=== Directions ===
Which lines of the items below contain the word "person", with case counting? Find them and copy each one in full.

=== Provided entries ===

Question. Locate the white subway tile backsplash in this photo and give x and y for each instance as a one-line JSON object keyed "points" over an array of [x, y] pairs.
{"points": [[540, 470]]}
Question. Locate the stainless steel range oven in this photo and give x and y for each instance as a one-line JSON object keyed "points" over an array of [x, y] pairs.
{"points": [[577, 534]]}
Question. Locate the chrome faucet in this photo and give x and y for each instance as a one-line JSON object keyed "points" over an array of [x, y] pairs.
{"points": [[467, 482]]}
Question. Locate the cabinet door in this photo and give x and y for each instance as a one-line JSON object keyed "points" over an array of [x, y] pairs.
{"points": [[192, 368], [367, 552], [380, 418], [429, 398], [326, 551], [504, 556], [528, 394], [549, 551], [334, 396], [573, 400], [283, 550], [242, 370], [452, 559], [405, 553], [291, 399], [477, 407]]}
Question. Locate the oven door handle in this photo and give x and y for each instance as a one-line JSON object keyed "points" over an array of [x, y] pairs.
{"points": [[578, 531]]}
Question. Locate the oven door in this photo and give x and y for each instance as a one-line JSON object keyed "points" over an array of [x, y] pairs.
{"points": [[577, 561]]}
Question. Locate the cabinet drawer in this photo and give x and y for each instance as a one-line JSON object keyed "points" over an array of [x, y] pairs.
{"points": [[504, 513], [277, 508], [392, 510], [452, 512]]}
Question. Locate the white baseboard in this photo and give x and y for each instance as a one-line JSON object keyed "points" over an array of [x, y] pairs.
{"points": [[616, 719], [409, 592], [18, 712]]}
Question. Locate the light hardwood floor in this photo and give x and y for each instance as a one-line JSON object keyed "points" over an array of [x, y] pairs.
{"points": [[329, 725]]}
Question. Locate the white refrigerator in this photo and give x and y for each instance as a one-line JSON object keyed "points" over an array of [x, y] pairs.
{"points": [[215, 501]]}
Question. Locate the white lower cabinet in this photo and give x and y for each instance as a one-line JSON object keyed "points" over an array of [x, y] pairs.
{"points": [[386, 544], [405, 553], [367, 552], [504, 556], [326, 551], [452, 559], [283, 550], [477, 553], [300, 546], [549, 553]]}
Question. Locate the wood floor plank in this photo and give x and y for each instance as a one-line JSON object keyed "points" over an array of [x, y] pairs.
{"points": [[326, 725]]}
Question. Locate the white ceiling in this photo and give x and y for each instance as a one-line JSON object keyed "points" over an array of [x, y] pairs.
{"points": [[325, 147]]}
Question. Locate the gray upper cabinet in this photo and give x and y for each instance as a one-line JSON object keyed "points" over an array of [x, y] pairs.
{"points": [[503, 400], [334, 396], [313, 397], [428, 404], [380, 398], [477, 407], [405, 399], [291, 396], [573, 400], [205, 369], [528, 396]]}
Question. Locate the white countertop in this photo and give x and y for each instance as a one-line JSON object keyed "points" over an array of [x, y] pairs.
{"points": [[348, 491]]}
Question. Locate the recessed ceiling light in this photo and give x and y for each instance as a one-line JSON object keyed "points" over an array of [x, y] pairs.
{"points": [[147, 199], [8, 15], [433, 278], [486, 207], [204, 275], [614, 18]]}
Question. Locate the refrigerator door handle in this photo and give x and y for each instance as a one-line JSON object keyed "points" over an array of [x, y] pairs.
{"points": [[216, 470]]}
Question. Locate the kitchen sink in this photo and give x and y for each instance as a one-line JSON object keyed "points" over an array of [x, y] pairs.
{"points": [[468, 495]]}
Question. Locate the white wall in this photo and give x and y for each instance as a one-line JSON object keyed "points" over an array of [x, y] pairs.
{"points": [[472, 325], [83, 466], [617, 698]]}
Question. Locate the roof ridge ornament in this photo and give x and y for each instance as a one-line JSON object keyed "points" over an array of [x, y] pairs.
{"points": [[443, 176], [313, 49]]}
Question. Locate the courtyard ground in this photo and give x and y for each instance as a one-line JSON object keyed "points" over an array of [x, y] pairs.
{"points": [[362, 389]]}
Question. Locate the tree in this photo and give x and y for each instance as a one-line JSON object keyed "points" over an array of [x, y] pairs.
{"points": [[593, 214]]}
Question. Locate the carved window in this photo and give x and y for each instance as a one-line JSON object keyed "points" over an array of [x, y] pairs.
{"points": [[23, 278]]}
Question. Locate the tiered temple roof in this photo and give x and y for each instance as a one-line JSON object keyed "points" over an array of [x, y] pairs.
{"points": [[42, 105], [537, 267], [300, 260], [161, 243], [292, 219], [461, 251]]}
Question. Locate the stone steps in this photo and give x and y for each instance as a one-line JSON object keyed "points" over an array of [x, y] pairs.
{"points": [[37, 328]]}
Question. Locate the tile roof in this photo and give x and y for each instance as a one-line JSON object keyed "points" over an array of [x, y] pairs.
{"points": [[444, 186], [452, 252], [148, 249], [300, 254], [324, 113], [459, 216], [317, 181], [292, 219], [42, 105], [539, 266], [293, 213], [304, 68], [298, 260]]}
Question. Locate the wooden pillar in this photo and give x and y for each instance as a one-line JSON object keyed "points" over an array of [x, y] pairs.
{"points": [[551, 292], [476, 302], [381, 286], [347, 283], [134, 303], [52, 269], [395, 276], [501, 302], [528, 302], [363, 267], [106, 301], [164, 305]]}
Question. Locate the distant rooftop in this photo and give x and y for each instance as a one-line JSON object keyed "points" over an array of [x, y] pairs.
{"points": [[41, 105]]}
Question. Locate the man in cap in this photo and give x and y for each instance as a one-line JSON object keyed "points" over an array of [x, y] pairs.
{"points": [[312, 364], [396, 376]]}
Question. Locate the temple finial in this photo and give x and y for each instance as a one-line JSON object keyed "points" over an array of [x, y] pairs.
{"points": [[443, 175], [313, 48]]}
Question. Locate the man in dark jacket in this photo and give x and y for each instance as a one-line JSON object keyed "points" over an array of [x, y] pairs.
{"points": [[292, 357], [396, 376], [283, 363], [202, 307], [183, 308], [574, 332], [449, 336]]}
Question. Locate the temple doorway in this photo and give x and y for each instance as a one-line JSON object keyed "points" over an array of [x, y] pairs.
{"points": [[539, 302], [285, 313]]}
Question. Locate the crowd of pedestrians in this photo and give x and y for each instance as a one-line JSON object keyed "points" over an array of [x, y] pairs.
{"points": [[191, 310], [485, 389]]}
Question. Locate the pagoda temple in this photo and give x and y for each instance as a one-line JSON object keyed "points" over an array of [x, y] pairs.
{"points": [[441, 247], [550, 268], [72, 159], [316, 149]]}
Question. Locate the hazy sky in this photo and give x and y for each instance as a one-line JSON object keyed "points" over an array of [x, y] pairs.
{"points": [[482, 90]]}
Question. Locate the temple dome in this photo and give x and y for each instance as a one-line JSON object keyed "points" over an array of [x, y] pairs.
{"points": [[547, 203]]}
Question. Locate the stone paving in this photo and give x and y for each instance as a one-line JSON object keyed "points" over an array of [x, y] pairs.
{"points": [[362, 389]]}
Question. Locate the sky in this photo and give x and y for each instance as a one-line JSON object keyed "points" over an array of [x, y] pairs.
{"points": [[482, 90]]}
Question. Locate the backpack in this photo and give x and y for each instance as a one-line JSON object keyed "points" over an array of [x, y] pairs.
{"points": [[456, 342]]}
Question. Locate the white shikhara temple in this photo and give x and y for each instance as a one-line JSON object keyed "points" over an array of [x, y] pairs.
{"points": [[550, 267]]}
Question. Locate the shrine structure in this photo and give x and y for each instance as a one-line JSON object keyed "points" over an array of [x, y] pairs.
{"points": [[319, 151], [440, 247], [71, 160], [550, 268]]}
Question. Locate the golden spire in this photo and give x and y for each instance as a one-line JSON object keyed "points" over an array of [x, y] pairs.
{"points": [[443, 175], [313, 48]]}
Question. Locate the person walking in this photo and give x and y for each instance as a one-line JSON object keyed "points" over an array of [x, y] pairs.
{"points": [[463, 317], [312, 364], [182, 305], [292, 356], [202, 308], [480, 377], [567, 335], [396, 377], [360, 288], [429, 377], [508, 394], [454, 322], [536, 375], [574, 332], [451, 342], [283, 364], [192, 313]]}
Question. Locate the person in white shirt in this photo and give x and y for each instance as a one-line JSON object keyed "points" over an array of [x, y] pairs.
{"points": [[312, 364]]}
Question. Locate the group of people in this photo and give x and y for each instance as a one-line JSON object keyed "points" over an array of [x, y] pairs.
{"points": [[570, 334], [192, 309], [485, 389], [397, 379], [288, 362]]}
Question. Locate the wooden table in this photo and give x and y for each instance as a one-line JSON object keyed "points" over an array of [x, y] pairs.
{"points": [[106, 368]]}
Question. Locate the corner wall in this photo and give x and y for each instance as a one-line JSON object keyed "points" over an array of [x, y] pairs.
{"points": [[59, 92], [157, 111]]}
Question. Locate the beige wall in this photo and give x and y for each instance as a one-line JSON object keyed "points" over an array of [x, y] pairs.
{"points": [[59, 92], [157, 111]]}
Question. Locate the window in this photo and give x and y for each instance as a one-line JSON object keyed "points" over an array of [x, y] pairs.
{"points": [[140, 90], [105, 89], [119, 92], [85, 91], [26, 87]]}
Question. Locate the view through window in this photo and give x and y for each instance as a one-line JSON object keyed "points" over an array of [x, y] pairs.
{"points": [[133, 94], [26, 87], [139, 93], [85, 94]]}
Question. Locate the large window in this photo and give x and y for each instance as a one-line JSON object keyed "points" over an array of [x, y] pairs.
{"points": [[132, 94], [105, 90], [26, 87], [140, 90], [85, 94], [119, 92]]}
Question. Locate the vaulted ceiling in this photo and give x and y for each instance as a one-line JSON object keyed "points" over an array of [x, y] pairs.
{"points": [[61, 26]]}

* * *

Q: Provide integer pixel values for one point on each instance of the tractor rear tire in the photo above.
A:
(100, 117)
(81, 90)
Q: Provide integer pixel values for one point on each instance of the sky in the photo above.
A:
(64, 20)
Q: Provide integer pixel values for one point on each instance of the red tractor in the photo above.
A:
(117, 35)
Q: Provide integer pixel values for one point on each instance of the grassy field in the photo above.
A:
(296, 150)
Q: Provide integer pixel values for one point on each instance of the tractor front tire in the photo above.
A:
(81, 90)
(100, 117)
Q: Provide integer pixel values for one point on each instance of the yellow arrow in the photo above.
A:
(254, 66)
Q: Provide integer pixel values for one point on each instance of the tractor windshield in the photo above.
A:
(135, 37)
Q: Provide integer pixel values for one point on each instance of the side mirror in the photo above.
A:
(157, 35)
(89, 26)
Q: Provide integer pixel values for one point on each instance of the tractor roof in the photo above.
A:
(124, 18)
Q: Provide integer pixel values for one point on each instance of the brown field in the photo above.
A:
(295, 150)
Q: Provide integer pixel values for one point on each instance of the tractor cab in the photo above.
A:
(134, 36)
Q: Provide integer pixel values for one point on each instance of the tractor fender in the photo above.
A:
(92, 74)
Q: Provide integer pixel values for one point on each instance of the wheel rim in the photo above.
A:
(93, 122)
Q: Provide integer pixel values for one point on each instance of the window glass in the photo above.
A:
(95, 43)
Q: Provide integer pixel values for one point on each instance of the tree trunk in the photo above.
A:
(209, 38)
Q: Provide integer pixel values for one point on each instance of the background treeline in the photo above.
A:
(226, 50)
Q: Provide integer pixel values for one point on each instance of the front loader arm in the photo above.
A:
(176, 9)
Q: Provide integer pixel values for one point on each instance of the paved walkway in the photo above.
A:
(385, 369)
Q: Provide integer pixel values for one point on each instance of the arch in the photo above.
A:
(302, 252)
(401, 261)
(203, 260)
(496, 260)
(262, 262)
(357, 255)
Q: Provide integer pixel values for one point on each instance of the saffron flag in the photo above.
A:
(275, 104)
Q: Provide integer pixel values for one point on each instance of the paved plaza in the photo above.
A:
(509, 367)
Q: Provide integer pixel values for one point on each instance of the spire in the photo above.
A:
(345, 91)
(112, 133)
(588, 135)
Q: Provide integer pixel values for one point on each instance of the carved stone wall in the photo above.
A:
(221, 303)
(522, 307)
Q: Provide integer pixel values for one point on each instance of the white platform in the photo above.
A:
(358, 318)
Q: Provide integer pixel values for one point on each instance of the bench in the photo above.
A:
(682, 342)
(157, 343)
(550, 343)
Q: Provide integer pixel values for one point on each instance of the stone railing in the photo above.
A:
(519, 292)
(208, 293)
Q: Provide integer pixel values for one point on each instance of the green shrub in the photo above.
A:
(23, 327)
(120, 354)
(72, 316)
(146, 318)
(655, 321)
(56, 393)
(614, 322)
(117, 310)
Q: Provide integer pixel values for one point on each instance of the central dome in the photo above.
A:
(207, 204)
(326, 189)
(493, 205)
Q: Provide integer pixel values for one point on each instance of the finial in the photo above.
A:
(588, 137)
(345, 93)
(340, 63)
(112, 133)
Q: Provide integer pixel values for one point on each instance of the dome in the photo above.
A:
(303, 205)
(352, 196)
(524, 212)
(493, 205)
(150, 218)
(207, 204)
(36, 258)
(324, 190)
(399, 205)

=== Exercise answer ===
Question. Locate the person walking in this photo and give x and y for each instance as a one-line JSON object keyed "points" over an array of [x, y] pairs.
Question. Locate the person in white shirt in this photo and give x and y for each instance as a one-line JSON object keyed "points" over an array of [x, y] pairs.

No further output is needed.